WORK REQUIRED: Without the pictures, copy all the entries below exactly.

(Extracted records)
------------------------------

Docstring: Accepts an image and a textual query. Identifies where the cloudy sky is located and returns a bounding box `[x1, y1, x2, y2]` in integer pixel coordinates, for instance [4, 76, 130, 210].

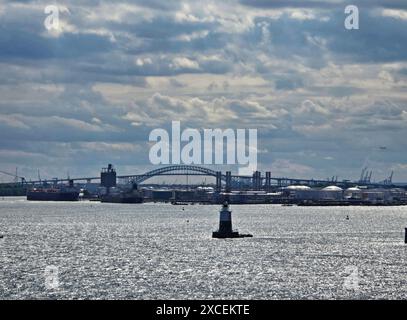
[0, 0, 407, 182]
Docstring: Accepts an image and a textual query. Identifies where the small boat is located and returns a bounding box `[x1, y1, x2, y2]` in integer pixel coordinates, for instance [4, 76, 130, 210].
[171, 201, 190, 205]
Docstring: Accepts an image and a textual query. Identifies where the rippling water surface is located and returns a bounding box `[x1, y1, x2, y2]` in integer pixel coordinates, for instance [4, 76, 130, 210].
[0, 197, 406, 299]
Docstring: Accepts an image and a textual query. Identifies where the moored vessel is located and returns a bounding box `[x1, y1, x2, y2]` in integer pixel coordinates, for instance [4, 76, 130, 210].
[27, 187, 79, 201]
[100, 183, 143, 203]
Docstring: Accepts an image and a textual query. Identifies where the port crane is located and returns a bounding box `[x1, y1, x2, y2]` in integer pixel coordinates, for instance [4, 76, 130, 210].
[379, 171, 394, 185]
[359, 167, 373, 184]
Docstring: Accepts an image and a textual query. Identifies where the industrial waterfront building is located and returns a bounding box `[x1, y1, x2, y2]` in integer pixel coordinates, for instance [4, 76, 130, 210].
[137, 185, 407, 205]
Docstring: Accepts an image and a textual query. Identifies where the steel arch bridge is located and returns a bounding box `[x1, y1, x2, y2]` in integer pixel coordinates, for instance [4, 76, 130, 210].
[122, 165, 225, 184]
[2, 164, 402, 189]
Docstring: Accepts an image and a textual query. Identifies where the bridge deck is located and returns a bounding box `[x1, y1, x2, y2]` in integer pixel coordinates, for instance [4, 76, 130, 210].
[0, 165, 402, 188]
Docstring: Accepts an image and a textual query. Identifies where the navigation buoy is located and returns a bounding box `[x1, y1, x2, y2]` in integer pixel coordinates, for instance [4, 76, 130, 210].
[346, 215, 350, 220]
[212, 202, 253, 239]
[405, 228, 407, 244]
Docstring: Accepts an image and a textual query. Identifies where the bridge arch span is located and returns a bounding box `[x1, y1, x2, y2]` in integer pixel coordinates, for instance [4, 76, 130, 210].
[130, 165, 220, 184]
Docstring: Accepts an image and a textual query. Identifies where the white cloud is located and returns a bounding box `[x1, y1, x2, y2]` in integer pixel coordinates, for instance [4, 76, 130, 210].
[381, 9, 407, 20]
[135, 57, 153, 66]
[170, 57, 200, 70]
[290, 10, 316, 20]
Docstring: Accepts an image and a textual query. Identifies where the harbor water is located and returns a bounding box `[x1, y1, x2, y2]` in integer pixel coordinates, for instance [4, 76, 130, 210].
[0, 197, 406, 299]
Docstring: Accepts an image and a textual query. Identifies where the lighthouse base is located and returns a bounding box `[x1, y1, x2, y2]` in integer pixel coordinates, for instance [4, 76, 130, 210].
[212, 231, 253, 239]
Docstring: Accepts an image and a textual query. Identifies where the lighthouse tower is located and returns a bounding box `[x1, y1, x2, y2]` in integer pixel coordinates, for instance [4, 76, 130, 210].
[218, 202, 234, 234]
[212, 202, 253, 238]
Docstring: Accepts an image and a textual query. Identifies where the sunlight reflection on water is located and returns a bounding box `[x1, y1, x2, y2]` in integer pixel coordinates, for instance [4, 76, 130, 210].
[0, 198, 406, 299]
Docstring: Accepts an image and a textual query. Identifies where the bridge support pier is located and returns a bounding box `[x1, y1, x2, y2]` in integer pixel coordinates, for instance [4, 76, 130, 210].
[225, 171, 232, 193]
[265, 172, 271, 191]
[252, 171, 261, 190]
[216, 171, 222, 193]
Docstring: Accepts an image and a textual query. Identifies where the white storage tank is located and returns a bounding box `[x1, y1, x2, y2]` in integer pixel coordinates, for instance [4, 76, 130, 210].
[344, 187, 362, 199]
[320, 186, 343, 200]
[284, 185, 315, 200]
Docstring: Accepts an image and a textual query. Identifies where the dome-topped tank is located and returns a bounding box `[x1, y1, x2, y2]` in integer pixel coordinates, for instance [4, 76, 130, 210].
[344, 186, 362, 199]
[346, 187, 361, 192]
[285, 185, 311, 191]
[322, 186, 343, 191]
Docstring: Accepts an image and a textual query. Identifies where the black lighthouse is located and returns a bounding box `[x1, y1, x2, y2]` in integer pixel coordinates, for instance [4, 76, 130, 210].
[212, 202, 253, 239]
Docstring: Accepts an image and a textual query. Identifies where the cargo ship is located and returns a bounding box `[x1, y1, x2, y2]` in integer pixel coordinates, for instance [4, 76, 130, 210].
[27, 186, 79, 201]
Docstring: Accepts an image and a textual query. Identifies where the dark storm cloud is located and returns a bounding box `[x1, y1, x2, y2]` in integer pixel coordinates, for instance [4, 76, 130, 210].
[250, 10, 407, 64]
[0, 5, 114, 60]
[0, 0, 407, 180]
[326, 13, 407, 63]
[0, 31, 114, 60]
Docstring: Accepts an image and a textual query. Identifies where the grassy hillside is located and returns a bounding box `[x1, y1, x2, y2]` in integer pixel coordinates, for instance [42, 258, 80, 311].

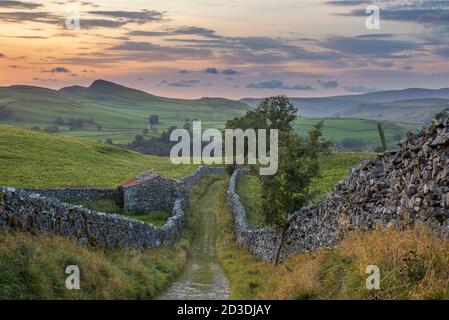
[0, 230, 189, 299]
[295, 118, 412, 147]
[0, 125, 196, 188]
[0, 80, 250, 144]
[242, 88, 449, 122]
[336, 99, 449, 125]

------------------------------

COMPLETED TASK:
Docstring: Accepts an image and a textual query. Identifies where the cloudy sky is located and returns a bounding box `[x1, y1, x2, y2]` in integer pixel coordinates, for instance [4, 76, 130, 210].

[0, 0, 407, 182]
Docstring: Accepts an image and a textual query. Identifies where the small boat is located and returns a bounding box `[x1, y1, x2, y2]` in integer pixel coordinates, for instance [4, 76, 130, 210].
[171, 201, 190, 205]
Docstring: Accepts an image and a textual query. Identifies where the rippling water surface is located and returns a bounding box `[x1, y1, x2, y2]` in integer pixel coordinates, for instance [4, 76, 130, 210].
[0, 197, 406, 299]
Docstring: Accepts an image and a textual query. Identifies where the moored vessel is located and returns a bounding box `[x1, y1, x2, y2]` in integer pixel coordinates, for instance [4, 76, 130, 210].
[27, 187, 79, 201]
[100, 183, 143, 203]
Docstring: Accepts an image and a textual query. Identifies where the port crane is located and returns a bounding box `[x1, y1, x2, y2]` in integer pixel coordinates, for instance [4, 76, 130, 210].
[379, 171, 394, 185]
[359, 167, 373, 184]
Docstring: Accepts an image and a textual query. Identifies where the industrial waterfront building is located and returns a bounding box `[x1, y1, x2, y2]` in integer pixel coordinates, for instance [4, 76, 130, 210].
[137, 185, 407, 205]
Docstring: Accepts an image and a textual query. Identifies where the steel arch bridge is located and returns a bounding box `[x1, y1, x2, y2]` in integer pixel coordinates, for instance [4, 76, 130, 210].
[122, 165, 225, 184]
[2, 164, 402, 189]
Docstring: Accepts an image and a textual query. Identifies where the bridge deck is located and returns a bounding box `[x1, y1, x2, y2]` in integer pixel coordinates, for instance [4, 76, 130, 210].
[0, 165, 402, 188]
Docstring: Accepts an image and a textual query. Identifies where the navigation buoy is located and returns a bounding box `[x1, y1, x2, y2]` in integer pixel coordinates, for instance [4, 76, 130, 210].
[346, 215, 350, 220]
[212, 202, 253, 239]
[405, 228, 407, 244]
Docstring: Accepts an image and a textual query. Identifies where the bridge arch span is located and returns a bounding box `[x1, y1, x2, y2]` in integer pixel coordinates, for instance [4, 76, 130, 210].
[130, 165, 220, 184]
Docstring: Accepts an image and a textual query. Identifies where the white cloud is located and returns a bounding box `[x1, y1, x2, y2]` in integer pixel coordinates, for instance [4, 76, 130, 210].
[381, 9, 407, 20]
[135, 57, 153, 66]
[170, 57, 200, 70]
[290, 10, 316, 20]
Docstring: Accepts an image and a textual query. Identifies where the harbor water is located and returns a bounding box `[x1, y1, x2, y2]` in integer pixel coordinates, for instance [4, 76, 130, 210].
[0, 197, 406, 299]
Docstring: Accepts an image and a textual query. Identifies where the lighthouse base is located and returns a bounding box `[x1, y1, x2, y2]` in integer pixel coordinates, for instance [4, 76, 130, 210].
[212, 231, 253, 239]
Docstring: Accepts an image and a textual query. Identifies where the lighthouse tower is located and returns a bounding box `[x1, y1, x2, y2]` in integer pixel coordinates, for instance [4, 76, 130, 210].
[218, 202, 234, 234]
[212, 202, 253, 238]
Docstring: Accepts an image and a textual query. Identifies where the sunlight reflection on water is located and returns a bounding box `[x1, y1, x2, y2]` in integer pixel coordinates, for instance [4, 76, 130, 210].
[0, 198, 406, 299]
Docstring: Accepts an image and a textual query. Identifies where the bridge support pier is located and returns a bounding box `[x1, y1, x2, y2]` in integer pixel coordinates, for instance [4, 76, 130, 210].
[225, 171, 232, 193]
[265, 172, 271, 191]
[252, 171, 261, 190]
[216, 171, 222, 193]
Docstring: Accepts an image and a textual query. Identifies where the white storage tank is located and returns a bounding box `[x1, y1, x2, y2]` in integer pixel coordinates, for instance [4, 76, 130, 210].
[344, 187, 362, 199]
[320, 186, 343, 200]
[284, 185, 315, 200]
Docstring: Accepts an image and a textual query. Identifies where the dome-topped tank is located and returns a bounding box `[x1, y1, x2, y2]` in integer pixel coordinates, for instance [4, 76, 130, 210].
[344, 186, 362, 199]
[346, 187, 361, 192]
[285, 185, 311, 191]
[322, 186, 343, 191]
Docstring: Accepts an image and a textual query. Identifies where the black lighthouse is located and returns a bounding box `[x1, y1, x2, y2]` in integer pixel coordinates, for instance [4, 76, 130, 210].
[212, 202, 253, 239]
Docstring: Accepts an image and a textual query. Identifies where the cargo ship is located and returns a bounding box `[x1, y1, x2, y2]` in integer pixel coordinates, for instance [4, 76, 130, 210].
[27, 186, 79, 201]
Docstring: Accepts an image and a textual query. Identifies where the dark storm cloud is located and returns a bounding box `[x1, y1, x2, y2]` in integer pixel coordinates, for instance [4, 76, 130, 210].
[250, 10, 407, 64]
[0, 5, 114, 60]
[0, 0, 407, 180]
[326, 13, 407, 63]
[0, 31, 114, 60]
Docstring: Accepts an image and a textual query. Identifies where the grassy hillside is located and returns a bounding box `[x1, y1, x2, y2]` in integer pixel coordinates, for instance [42, 258, 80, 311].

[0, 230, 189, 299]
[295, 118, 412, 147]
[0, 125, 196, 188]
[0, 80, 250, 144]
[242, 88, 449, 122]
[336, 99, 449, 125]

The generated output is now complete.